**Exercise instructions**
Pictures don't belong in the copy; print all the records exactly.

(Available data Opens)

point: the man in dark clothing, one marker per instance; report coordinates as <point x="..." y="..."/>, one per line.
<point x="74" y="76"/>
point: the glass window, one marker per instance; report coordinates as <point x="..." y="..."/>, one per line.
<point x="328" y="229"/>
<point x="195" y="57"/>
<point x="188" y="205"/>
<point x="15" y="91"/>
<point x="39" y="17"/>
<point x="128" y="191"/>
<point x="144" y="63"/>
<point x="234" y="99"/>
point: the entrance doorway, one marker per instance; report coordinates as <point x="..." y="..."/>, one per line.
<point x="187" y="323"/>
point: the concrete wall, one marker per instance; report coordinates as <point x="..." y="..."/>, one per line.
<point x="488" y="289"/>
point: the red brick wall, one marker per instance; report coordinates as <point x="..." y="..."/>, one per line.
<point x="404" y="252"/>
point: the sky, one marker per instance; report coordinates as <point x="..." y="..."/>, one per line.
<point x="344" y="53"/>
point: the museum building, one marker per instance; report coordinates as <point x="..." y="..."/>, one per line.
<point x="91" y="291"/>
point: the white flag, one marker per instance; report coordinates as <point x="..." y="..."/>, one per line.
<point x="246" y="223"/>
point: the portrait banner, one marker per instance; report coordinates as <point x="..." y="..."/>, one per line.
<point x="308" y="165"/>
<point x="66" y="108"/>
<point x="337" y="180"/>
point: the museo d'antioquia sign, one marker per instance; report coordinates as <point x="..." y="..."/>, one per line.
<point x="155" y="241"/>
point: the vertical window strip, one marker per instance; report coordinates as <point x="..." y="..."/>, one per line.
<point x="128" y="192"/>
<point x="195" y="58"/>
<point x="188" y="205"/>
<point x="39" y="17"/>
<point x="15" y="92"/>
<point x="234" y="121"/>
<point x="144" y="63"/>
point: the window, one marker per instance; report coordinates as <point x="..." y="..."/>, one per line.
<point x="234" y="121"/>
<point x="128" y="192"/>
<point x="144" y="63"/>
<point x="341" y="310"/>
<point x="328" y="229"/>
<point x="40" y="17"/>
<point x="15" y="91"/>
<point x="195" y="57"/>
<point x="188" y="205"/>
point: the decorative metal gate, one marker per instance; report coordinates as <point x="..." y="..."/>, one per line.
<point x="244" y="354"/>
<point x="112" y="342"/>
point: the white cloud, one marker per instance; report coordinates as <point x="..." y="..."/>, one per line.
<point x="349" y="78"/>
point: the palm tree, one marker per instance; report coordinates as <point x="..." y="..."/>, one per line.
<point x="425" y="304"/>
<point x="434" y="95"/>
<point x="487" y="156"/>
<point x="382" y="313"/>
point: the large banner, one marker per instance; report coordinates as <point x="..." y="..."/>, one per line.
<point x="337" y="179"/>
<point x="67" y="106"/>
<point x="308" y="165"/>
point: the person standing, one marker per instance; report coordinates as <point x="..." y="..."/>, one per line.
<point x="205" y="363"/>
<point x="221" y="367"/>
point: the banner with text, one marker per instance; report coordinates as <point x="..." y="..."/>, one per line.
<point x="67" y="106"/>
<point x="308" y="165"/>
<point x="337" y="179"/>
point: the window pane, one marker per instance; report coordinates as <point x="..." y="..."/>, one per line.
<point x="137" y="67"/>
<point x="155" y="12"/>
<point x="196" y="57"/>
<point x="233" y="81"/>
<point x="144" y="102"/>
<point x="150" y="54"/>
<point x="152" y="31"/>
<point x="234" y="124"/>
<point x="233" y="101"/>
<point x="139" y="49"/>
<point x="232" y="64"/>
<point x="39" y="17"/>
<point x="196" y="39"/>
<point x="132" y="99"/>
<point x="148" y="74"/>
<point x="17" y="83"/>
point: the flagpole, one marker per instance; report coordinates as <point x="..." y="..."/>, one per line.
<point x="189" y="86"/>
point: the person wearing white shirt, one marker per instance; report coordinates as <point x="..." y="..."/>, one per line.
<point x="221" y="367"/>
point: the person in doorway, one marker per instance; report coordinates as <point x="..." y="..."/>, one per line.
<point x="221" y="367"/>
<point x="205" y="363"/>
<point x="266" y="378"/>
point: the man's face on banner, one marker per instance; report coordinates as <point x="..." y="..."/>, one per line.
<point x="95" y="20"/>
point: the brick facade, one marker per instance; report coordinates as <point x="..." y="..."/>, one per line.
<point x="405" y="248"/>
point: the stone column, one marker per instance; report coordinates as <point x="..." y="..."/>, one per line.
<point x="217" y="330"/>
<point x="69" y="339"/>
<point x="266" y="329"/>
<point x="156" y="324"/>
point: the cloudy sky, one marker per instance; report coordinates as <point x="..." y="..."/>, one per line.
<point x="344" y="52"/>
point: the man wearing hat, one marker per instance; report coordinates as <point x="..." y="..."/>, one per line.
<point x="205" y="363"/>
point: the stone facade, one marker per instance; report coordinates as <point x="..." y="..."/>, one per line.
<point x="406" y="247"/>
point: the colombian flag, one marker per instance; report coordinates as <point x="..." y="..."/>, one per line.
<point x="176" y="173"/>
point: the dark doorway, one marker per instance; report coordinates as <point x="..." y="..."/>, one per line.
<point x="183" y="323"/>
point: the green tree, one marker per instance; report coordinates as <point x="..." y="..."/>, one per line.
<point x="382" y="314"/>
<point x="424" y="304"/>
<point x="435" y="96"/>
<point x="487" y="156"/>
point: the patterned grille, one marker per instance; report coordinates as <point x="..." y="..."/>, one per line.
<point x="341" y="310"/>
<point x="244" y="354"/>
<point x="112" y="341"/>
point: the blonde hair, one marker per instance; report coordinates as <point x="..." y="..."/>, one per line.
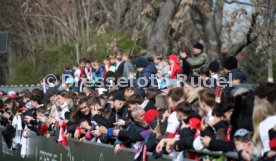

(Available data Closes)

**Written answer**
point: the man in dark clothing, one marker per instance; report coordinates as <point x="..." y="..."/>, one per line.
<point x="74" y="76"/>
point: the glass window, one marker per instance; report coordinates as <point x="..." y="..."/>, one per line.
<point x="328" y="229"/>
<point x="195" y="57"/>
<point x="188" y="205"/>
<point x="15" y="91"/>
<point x="39" y="17"/>
<point x="128" y="191"/>
<point x="144" y="63"/>
<point x="234" y="99"/>
point: the entrance doorway, one marker per instance; report coordinates as <point x="..." y="..."/>, one per line.
<point x="187" y="323"/>
point: the concrete wall, one marker per instance; report coordinates as <point x="..." y="..."/>, one per line.
<point x="488" y="289"/>
point: the red brick wall, one marker per instance; report coordinates as <point x="..." y="..."/>, one per line.
<point x="404" y="252"/>
point: the sky, one marker per instance; report coordinates as <point x="..." y="..."/>, one per line.
<point x="344" y="53"/>
point: the museum building, one marker per instance; report coordinates as <point x="..." y="..."/>, one per line.
<point x="91" y="291"/>
point: the white flag, one marker per instance; report coordinates as <point x="..." y="..."/>, one per line.
<point x="246" y="223"/>
point: the portrait banner, one marker per instance; report coordinates as <point x="..." y="..."/>, one per line.
<point x="308" y="165"/>
<point x="66" y="108"/>
<point x="337" y="180"/>
point: the museo d'antioquia sign, one marker per instance; report coordinates as <point x="..." y="..."/>, one per line.
<point x="155" y="241"/>
point: the vertical window strip, one marker per instance; report coordinates as <point x="..." y="..."/>, one per line.
<point x="128" y="192"/>
<point x="195" y="58"/>
<point x="188" y="205"/>
<point x="39" y="17"/>
<point x="15" y="92"/>
<point x="234" y="121"/>
<point x="144" y="63"/>
point: the window, one marker per instance; report coordinates as <point x="..." y="..."/>, one per line.
<point x="234" y="121"/>
<point x="128" y="192"/>
<point x="144" y="63"/>
<point x="341" y="310"/>
<point x="328" y="229"/>
<point x="40" y="17"/>
<point x="15" y="91"/>
<point x="195" y="57"/>
<point x="188" y="205"/>
point: the decorative metal gate, one marker per instance; report coordinates as <point x="..." y="..."/>, one per line.
<point x="244" y="354"/>
<point x="112" y="342"/>
point: the white cloud, one marker per instance; report coordinates as <point x="..." y="..."/>, one per line.
<point x="349" y="78"/>
point: the palm tree, one marker per instance; report coordinates as <point x="..." y="..."/>, one per line.
<point x="425" y="304"/>
<point x="434" y="95"/>
<point x="487" y="156"/>
<point x="382" y="313"/>
point: the large banner, one marker per instance; report coordinates as <point x="..." y="..."/>, one per line.
<point x="337" y="179"/>
<point x="67" y="106"/>
<point x="308" y="165"/>
point: the person standing, one marker per instance; report coordinates as <point x="..." y="..."/>, one per line.
<point x="205" y="363"/>
<point x="221" y="367"/>
point: the banner with text, one marker per instance; report coordinates as <point x="..." y="..."/>, one per line.
<point x="67" y="106"/>
<point x="308" y="165"/>
<point x="337" y="179"/>
point: the window pane, one marker per instance; report coordinates as <point x="..." y="..."/>, one per line.
<point x="137" y="67"/>
<point x="155" y="12"/>
<point x="196" y="57"/>
<point x="233" y="81"/>
<point x="144" y="102"/>
<point x="150" y="54"/>
<point x="152" y="31"/>
<point x="234" y="124"/>
<point x="233" y="101"/>
<point x="139" y="49"/>
<point x="232" y="64"/>
<point x="39" y="17"/>
<point x="196" y="39"/>
<point x="132" y="99"/>
<point x="148" y="74"/>
<point x="17" y="83"/>
point: the flagpole, one marker per instance; report coordinates as <point x="..." y="..."/>, one per line.
<point x="189" y="86"/>
point: the person wearing white shirt, one marker per instance; report coordinates as <point x="..." y="..."/>, one per line.
<point x="221" y="367"/>
point: the person in doorway, one marker per instance; report coordinates as <point x="..." y="..."/>, one per line.
<point x="221" y="367"/>
<point x="205" y="363"/>
<point x="266" y="378"/>
point: the man's face on banner, one marker per instance; report coordinates as <point x="..." y="..."/>, one per line.
<point x="95" y="20"/>
point: the brick facade, one marker per instance; report coordinates as <point x="..." y="..."/>, one per line.
<point x="405" y="248"/>
point: the stone column, one marker per instance; report coordinates as <point x="..." y="..."/>, one per line.
<point x="217" y="330"/>
<point x="69" y="339"/>
<point x="266" y="329"/>
<point x="156" y="324"/>
point: the cloudy sky, one marker per instance; report coordinates as <point x="..." y="..."/>, one per line.
<point x="344" y="52"/>
point: the man wearing hat, one marker per instance; report coordinates as <point x="..." y="..."/>, one per line.
<point x="205" y="363"/>
point: the stone facade, one marker per instance; report coordinates as <point x="..." y="..."/>, one per line.
<point x="406" y="247"/>
point: the colombian flag, one marker per instance; report coordinates as <point x="..." y="..."/>, one per line.
<point x="176" y="173"/>
point: the dark doorway, one marker per instance; report coordinates as <point x="..." y="..."/>, one per line.
<point x="183" y="323"/>
point: the green tree, one marker per instance; report coordinates as <point x="..." y="..."/>, one per line.
<point x="382" y="314"/>
<point x="424" y="304"/>
<point x="435" y="96"/>
<point x="487" y="156"/>
point: the patterned grille, one marker per instance; report coordinates as <point x="..." y="..."/>, one per line.
<point x="341" y="310"/>
<point x="244" y="354"/>
<point x="112" y="341"/>
point: the blonde hair, one marker per instance; report coordinates as <point x="..." y="..."/>, one per line.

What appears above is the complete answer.